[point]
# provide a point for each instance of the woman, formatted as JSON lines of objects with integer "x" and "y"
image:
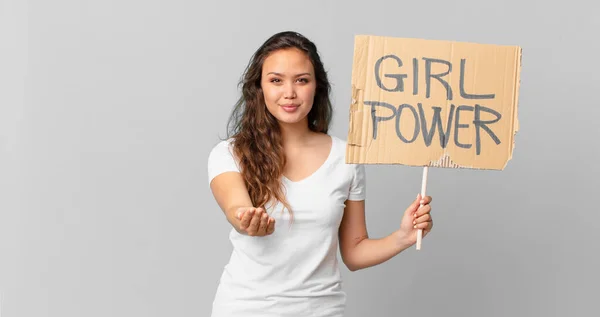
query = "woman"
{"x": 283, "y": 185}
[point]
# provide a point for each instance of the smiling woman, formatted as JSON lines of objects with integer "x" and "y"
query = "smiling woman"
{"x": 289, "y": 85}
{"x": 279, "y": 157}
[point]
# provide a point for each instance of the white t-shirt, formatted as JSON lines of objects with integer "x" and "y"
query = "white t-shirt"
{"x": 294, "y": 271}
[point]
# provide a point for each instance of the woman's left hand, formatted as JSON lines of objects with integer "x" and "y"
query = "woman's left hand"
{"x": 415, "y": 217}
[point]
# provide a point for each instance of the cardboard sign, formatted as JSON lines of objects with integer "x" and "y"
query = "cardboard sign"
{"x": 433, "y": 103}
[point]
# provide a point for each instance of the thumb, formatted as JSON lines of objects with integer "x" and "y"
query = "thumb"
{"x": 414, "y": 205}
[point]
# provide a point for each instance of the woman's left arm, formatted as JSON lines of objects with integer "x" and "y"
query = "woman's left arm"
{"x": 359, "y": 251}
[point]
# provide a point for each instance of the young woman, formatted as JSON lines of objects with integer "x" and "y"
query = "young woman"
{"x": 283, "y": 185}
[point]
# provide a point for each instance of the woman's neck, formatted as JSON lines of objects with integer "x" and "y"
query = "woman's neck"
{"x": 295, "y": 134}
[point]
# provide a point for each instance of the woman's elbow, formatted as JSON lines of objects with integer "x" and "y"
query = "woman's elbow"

→ Directive
Omit pictures; set down the rest of the material word for word.

→ Output below
[point]
# provide a point for each instance of the woman, formatted as JSON lines of objects with integer "x" and "y"
image:
query = "woman"
{"x": 283, "y": 185}
[point]
# provide a point for each instance of the smiling woman, formatted as JSON lines of objects with integer "x" and "y"
query = "smiling woman"
{"x": 289, "y": 85}
{"x": 279, "y": 157}
[point]
# provide a point for each instance of the white t-shirt, formatted as JSON lines of objects with integer "x" and "y"
query = "white t-shirt"
{"x": 294, "y": 271}
[point]
# provide a point for each instance of the woman's left hand, formatted as JSON lines of objects with integer "x" and "y"
query = "woman's left hand"
{"x": 415, "y": 217}
[point]
# provide a point for each instance of the cardboard sign, formatted as JSON lines of objects with integer "x" and "y"
query = "cardboard sign"
{"x": 433, "y": 103}
[point]
# provide a point for each instance of the thumb, formatted as JSON lines of objects with integer "x" and "y"
query = "thumb"
{"x": 414, "y": 205}
[point]
# provide a point for each instance of the woman's left arm, formatted as JSON lines of objects with integer "x" and "y"
query = "woman's left arm"
{"x": 359, "y": 251}
[point]
# provide a point for each instance of the young woman, formatted as JSON lines of objects with integer "x" and "y"
query = "young woman"
{"x": 283, "y": 185}
[point]
# provide a point for each instance of the woman's neck, formatted as JSON lines of objects with integer "x" and "y"
query = "woman's neck"
{"x": 295, "y": 134}
[point]
# provide a point for each instance of the woman's elbow, formatted as JSON lines of objects with integer "x" and "y"
query = "woman's elbow"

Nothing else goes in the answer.